• [REQUIRED ACTIONS]
1. Quote the concert review from "As I arrived" to "I even noticed.".
2. Extend the Kreator and Sepultura concert review past its last sentence.

• [PAGE]
The joint show of the two somewhat-cornerstones of thrash metal, Kreator and Sepultura, came to The Circus in Helsinki on February 10th, 2017; the event was originally meant to take place in Jäähalli’s Black Box, but soon after the ticket sale began, the event was relocated. Considering that the event originally allowed minors, the practical arrangements were a bit of a question mark beforehand – the venue has quite a few narrow corridors, and one could anticipate, if not completely, at least an almost sold-out event.
If Kreator and Sepultura can both be regarded as heavyweight considering the years they’ve been active, the warm-up acts were no newcomers either – both Soilwork and Aborted have long and successful careers. I absolutely wanted to catch all our bands, since I’ve been a fan of Soilwork for at least 10 years, and Aborted managed to wholeheartedly convince me with their Nosturi show last year.
As I arrived to the doors of Circus about 10 minutes before the opening of the doors, quite a few fellow show-goers had clearly had the same plan, as the queue was tens of meters long already. The doors were opened almost 10 minutes late for some reason, but fortunately the coatroom personnel worked delightfully quickly to get people in, and I found myself in the bar before I even noticed.
Considering the presence of minors, the situation was handled sensibly – one managed to walk into a separately fenced-off area right in front of the stage through The Circus’ second room, as the main show room and the second floor balcony was reserved for beer chuggers. In addition to Kreator’s props and gear, the stage was already loaded with two drum kits. At about 19:05, Aborted started off with “Divine Impediment” off their latest Retrogore album, took a hold of the situation pretty fast, and didn’t let the intensity drop for a second during their 30 minute set. For the longest time, the mix was great from the start, and the band’s light technician was clearly at his best – the band even had two of Kreator’s four smoke cannons at their disposal.
Aborted’s vocalist, Svencho de Caluwé, can easily claim a spot in the top ten of the most tongue-in-cheek frontmen of the metal scene – when puffing up the audience, why use the worn-out “I can’t fucking hear you” when you can elaborate with “you sound like the equivalent of a dead hooker”? I cannot understand why Aborted hasn’t managed to break into death metal’s first class – the band’s visual concept doesn’t deviate at all from bands like Carcass for example, and there’s a plethora of bands that have to fill a whole album with the amount of content Aborted uses in only a few songs. Fortunately, the band seems to have a bunch of followers in Finland, since there were a lot of Aborted shirts to be seen in the audience. A strong start for the evening!

• [SOURCE DATA]
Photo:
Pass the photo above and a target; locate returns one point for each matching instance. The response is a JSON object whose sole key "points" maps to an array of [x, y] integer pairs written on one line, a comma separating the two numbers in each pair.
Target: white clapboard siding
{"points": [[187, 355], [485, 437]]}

• [ANSWERS BELOW]
1.
As I arrived to the doors of Circus about 10 minutes before the opening of the doors, quite a few fellow show-goers had clearly had the same plan, as the queue was tens of meters long already. The doors were opened almost 10 minutes late for some reason, but fortunately the coatroom personnel worked delightfully quickly to get people in, and I found myself in the bar before I even noticed.

2.
One could say that Soilwork had returned to their home field, since the band has stated numerous times that Helsinki is one of their favorite spots to play in the whole world, and their last show in The Circus was even released as a live DVD. I’ve managed to catch Soilwork live only once since their latest record, The Ride Majestic (2015), so I had high hopes for their show. The set was indeed kicked off with the album’s title track, but unfortunately this was one of those times when anyone would have noticed the sound technician’s pivotal position in terms of a successful live experience, as the band sounded pretty much horrible for the whole 45 minutes. Björn Strid clearly had to yell his lungs out to rise above the ripping guitar wall, the bass drums were really distorted when they played “Nerve” – which apparently didn’t go unnoticed by the sound tech, but he overreacted by dropping the levels so much that you could only hear the cymbals and snare on “Rise Above the Sentiment.” In a clear counterattack to the other three bands, Soilwork had chosen a bunch of songs from the heavier side of their catalogue, which in turn amplified the bumming effect of the bad mix.
Soilwork’s lineup had changed quite a bit since the last time I’ve seen them, since Taylor Nordberg played bass in place of Markus Wibom and Ronny Gutierrez was substituting for David Andersson on second guitar. Apparently Dirk Verbeuren has retreated from the band completely, as the young Bastian Thursgaard was sitting behind the drum kit, playing Verbeuren’s complex beats with such laidback-ness that one could have imagined him being on a Sunday stroll through the park. Strid was as pleasant as ever, chitchatting with the audience and once again titling themselves as the svedupelles [Swedish clowns, per se] they are. The set was concluded with the de facto “Stabbing the Drama,” which, after 12 years, remains a kick-ass song, but because of the short length and the daunting mix, the show had a bit of a lukewarm feel to it as a whole. Please do a headlining show in Finland, and do it fast!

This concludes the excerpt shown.